- _Text excerpt_

****************************************

Binonymizer is a tool in Python that aims at tagging personal data in a parallel corpus.

These details have not been verified by PyPI

Project links

Project description

binonymizer

Binonymizer is a tool in Python that aims at tagging personal data¹ in a parallel corpus.

For example, for a input like:

URL1  URL2  My name is Marta and my email is fake@email.com    Mi nombre es Marta y mi email es fake@email.com

Binonymizer's output will be:

URL1 URL2 My name is <entity class="PER">Marta</entity> and my email is <entity class="EMAIL">fake@email.com</entity> Mi nombre es <entity class="PER">Marta</entity> y mi email es <entity class="EMAIL">fake@email.com</entity>

Detectable entity tipes

Currently, the Binonymizer is able to detect and tag the following types of entities:

PER: person names
ORG: organism and company names
EMAIL: email addresses
PHONE: phone numbers
ADDRESS: addresses
ID: personal card IDs (such as spanish DNIs)

****************************************

- _Data entries_
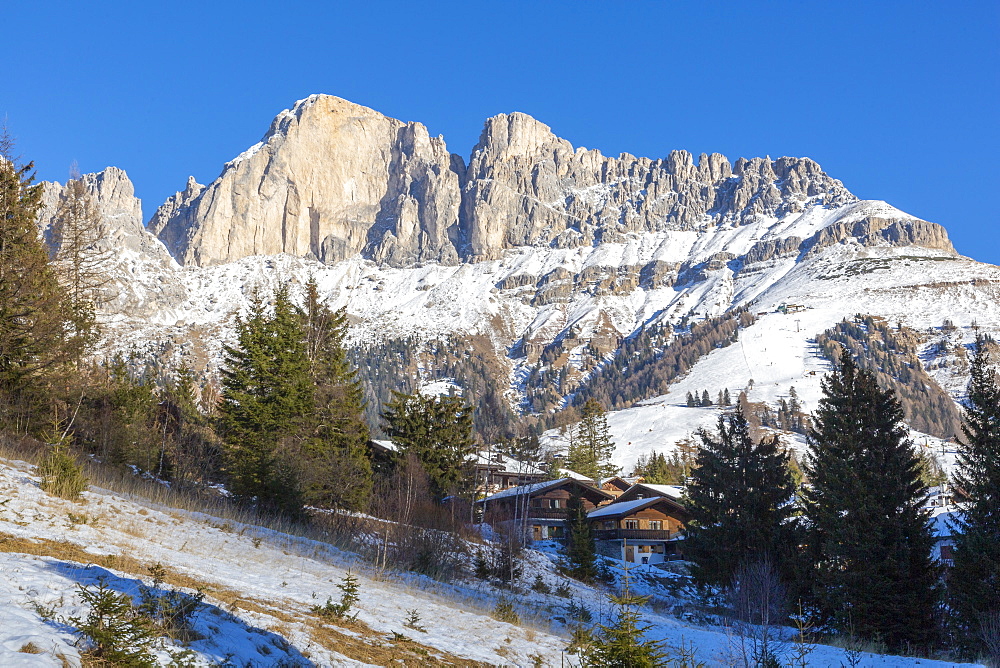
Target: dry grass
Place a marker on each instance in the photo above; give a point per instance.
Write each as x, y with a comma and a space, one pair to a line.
368, 645
30, 648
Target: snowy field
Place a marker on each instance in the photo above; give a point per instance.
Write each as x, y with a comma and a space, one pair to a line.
260, 584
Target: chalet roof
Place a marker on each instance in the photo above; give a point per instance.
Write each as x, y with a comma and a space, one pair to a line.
541, 487
673, 491
506, 464
622, 508
619, 482
566, 473
384, 445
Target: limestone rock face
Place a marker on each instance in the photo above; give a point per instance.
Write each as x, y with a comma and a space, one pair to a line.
525, 186
119, 209
330, 179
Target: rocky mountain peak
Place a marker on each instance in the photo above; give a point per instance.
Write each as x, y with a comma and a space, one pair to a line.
332, 179
329, 180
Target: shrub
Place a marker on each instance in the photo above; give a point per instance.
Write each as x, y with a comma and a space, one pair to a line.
61, 474
505, 612
170, 611
413, 621
540, 586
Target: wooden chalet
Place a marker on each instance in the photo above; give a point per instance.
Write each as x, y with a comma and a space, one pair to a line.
495, 471
543, 505
642, 530
618, 485
642, 490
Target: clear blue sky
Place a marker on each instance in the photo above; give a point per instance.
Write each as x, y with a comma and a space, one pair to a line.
899, 100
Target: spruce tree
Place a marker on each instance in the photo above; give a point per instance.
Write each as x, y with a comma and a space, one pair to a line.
974, 582
438, 430
621, 644
870, 541
739, 499
334, 468
591, 446
580, 548
267, 396
37, 337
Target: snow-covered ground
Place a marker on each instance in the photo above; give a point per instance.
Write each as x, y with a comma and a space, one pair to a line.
260, 584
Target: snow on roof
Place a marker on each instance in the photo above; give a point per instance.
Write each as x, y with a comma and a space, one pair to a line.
941, 523
507, 464
673, 491
574, 475
525, 489
622, 507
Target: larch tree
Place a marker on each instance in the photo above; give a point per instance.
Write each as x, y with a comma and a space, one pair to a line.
740, 502
869, 535
974, 582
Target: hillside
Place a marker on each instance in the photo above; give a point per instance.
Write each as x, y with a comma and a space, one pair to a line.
536, 257
260, 584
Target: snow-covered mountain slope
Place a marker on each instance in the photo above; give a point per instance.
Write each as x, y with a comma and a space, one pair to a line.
919, 288
260, 585
555, 254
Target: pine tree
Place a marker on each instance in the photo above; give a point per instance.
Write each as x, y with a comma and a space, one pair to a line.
37, 337
621, 644
191, 445
438, 430
267, 398
591, 446
739, 502
974, 582
870, 540
580, 548
335, 468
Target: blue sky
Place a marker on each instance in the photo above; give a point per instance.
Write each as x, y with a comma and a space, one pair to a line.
899, 100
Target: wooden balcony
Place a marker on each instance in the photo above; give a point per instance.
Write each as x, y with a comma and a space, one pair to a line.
548, 513
634, 534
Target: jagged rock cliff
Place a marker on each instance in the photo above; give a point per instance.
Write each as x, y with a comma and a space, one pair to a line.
330, 179
127, 249
119, 212
525, 186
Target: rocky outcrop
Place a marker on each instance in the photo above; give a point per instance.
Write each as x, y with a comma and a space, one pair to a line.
878, 231
330, 179
526, 186
119, 212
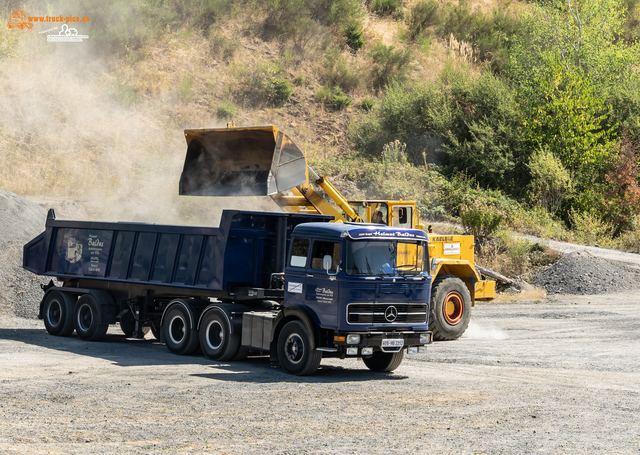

****************************************

- _Problems to solve_
[1] Revise the Binonymizer description starting with "Detectable entity tipes" and going on through "as spanish DNIs)", putting "telephone numbers" in place of "phone numbers".
[2] Pick up the Binonymizer description after its last line and carry it on.

- _Set of answers_
[1]
Detectable entity tipes

Currently, the Binonymizer is able to detect and tag the following types of entities:

PER: person names
ORG: organism and company names
EMAIL: email addresses
PHONE: telephone numbers
ADDRESS: addresses
ID: personal card IDs (such as spanish DNIs)

[2]
MISC: other personal data, or when the type it's uncertain
OTHER: other

Installation & Requirements

Binonymizer works with Python 3.6, and can be installed with pip:

python3.6 -m pip install binonymizer

After installation, two binary files (binonymizer and binonymizer-lite) will be located in your python/installation/prefix/bin directory.

Language-dependant packages and models are automatically downloaded and installed on runtime, if needed.

Extra instructions for basque

In case you plan to binonymize basque data, you need to download binonymizer from github, and run the following steps:

cd binonymizer
git submodule sync
git submodule update --init --recursive --remote
cd prompsit_python_bindings
python3.6 setup.py install

Please note that you need to have access to Prompsit's private repository. Contact us if you need further details.

Usage

Binonymizer can be run with:

binonymizer [-h] --format {tmx,cols} [--tmp_dir TMP_DIR]
                     [-b BLOCK_SIZE] [-p PROCESSES] [-q] [--debug]
                     [--logfile LOGFILE] [-v]
                     input [output] srclang trglang

Parameters

positional arguments:
- input: File to be anonymized (See format below)
- output: File with anonymization annotations (default: standard output)
- srclang: Source language code of the input
- trglang: Target language code of the input
optional arguments:
- -h, --help: show this help message and exit
Mandatory:
- --format {tmx,cols}: Input file format. Values: cols, tmx ("cols" format: URL1 URL2 SOURCE_SENTENCE TARGET_SENTENCE [extra columns] tab-separated)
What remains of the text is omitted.